Exercise details - Edit the rows below so that each "Drop one dot" becomes "Place one dot", and leave every other part of them unchanged.

--- Record excerpts ---

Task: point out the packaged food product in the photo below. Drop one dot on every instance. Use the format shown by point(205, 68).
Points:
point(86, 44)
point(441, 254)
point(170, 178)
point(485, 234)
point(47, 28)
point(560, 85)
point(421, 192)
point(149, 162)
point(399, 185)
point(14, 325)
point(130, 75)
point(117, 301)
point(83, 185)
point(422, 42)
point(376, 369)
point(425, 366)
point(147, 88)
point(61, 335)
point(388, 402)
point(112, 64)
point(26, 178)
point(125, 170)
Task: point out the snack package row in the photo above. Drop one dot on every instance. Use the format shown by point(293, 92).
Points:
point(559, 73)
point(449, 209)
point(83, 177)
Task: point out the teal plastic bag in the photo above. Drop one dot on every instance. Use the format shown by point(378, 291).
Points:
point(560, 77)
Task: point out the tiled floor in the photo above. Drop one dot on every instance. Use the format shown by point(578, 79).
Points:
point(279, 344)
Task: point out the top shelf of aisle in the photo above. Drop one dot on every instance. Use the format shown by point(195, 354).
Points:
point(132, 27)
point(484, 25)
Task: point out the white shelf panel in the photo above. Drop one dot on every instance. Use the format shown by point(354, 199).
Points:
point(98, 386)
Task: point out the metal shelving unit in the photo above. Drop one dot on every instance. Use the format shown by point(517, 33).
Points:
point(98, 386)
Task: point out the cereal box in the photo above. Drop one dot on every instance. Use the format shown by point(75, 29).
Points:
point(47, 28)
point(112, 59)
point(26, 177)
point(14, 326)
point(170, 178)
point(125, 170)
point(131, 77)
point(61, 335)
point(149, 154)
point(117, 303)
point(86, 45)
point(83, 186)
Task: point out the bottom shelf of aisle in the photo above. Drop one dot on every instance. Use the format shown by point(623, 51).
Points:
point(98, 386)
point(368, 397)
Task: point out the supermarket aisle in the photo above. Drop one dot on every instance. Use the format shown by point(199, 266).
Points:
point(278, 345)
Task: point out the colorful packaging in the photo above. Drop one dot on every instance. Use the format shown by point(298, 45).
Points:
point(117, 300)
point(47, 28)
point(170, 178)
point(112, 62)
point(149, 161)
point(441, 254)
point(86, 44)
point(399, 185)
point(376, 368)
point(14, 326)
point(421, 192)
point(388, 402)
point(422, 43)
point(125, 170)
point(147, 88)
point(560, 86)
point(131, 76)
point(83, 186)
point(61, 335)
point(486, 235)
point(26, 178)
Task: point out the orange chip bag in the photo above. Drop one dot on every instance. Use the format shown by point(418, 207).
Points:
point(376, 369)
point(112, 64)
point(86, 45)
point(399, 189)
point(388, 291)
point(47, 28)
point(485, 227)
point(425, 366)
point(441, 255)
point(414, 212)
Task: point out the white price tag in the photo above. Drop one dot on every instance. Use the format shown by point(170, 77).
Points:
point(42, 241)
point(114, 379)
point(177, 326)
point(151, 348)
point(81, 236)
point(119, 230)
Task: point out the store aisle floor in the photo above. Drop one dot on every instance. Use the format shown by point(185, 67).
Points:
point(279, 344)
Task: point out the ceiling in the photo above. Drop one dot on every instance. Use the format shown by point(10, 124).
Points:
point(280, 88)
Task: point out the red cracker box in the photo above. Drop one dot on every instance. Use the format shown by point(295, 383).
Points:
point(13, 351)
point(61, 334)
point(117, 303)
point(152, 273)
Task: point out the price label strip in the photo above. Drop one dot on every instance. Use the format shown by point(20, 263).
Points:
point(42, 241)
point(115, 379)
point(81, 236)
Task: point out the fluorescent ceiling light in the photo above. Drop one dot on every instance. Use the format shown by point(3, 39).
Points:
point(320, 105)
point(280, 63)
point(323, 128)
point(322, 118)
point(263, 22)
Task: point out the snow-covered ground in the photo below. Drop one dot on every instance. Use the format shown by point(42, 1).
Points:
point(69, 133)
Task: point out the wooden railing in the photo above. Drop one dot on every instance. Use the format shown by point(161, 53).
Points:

---

Written answer -
Task: point out the packaged food product in the photo below. Place one dot on every instance. Use the format shown by point(205, 68).
Points:
point(86, 44)
point(441, 254)
point(170, 178)
point(485, 234)
point(47, 28)
point(560, 85)
point(421, 192)
point(149, 162)
point(399, 185)
point(14, 325)
point(130, 75)
point(117, 301)
point(83, 185)
point(422, 42)
point(376, 369)
point(425, 366)
point(147, 88)
point(61, 335)
point(388, 402)
point(112, 64)
point(26, 178)
point(125, 170)
Task: point out the snack package row in the photo above. Place one dot on every instance. Use the format shown by point(293, 92).
Points:
point(559, 73)
point(449, 209)
point(83, 177)
Task: point out the teal plastic bag in the photo above. Place one dot on every instance. Use the format shown by point(378, 291).
Points:
point(560, 77)
Task: point out the tiled floor in the photo above. Place one dot on every instance. Use the format shown by point(578, 79).
Points:
point(279, 344)
Task: point out the top shelf of aisle in the photo above. Place one dot on every instance. Use the format shown by point(195, 354).
Points:
point(132, 27)
point(484, 25)
Task: point out the white shelf panel in the photo above. Place one dot on every instance. Use the format shown by point(354, 199).
Points:
point(98, 386)
Task: point out the metal shelving unit in the photo above. Place one dot on every instance. Use the format shown by point(517, 33).
Points:
point(98, 386)
Task: point out the cereal box in the photo above. Place one dot on every instance. Use the format shown by point(75, 29).
Points:
point(47, 28)
point(112, 59)
point(26, 177)
point(14, 326)
point(170, 178)
point(125, 170)
point(131, 77)
point(61, 335)
point(149, 154)
point(117, 303)
point(86, 45)
point(83, 186)
Task: point out the bottom shelf of aisle in the photo above. Place one dot on every instance. Use the format shown by point(623, 51).
Points:
point(98, 386)
point(368, 397)
Task: point out the supermarket aisle in the photo above. Place one dot on every instance. Use the format shown by point(199, 266).
Points:
point(278, 345)
Task: point out the colorful packaging in the photo above. Place one dot on every instance. Use the format shown by point(298, 45).
Points:
point(117, 300)
point(47, 28)
point(170, 178)
point(112, 62)
point(149, 161)
point(441, 254)
point(86, 44)
point(399, 185)
point(376, 368)
point(14, 326)
point(421, 192)
point(388, 402)
point(422, 43)
point(125, 170)
point(147, 88)
point(560, 86)
point(131, 76)
point(83, 186)
point(61, 335)
point(486, 235)
point(26, 178)
Task: point out the orange chip bag in the photo above. Place one dot on every instance. Use the format shown by point(418, 207).
Points:
point(376, 369)
point(112, 64)
point(86, 45)
point(399, 189)
point(388, 291)
point(47, 28)
point(485, 227)
point(425, 366)
point(441, 255)
point(414, 212)
Task: point out the white price tag in the photo above. Place one dot on every instance. Use the format shown by point(170, 77).
Points:
point(42, 241)
point(114, 379)
point(177, 326)
point(151, 348)
point(81, 236)
point(119, 230)
Task: point out the store aisle floor in the photo above. Place one dot on every instance. Use the format shown by point(185, 67).
Points:
point(279, 344)
Task: point out the ceiling in the photo above. Place one dot on every instance. Use the format shown by point(10, 124).
Points:
point(280, 88)
Task: point out the red cracker box in the photo above. Place one dot on every instance. Use the format shown by point(295, 383).
Points:
point(13, 351)
point(61, 334)
point(117, 303)
point(152, 273)
Task: point out the price label strip in the photo above. Place one dot on every instance. Use the format shown by point(20, 263).
Points:
point(42, 241)
point(115, 379)
point(81, 236)
Task: point out the fluorescent ceiling light in the photo above. Place one dot on every instance. Use the format shown by point(3, 39).
Points:
point(320, 105)
point(280, 63)
point(323, 128)
point(322, 118)
point(263, 22)
Task: point out the snow-covered ground in the photo below. Place one dot on every instance. Use the format shown by point(42, 1).
Points:
point(69, 133)
Task: point out the wooden railing in the photo above. Place one dot on every instance. Use the format shown by point(161, 53).
Points:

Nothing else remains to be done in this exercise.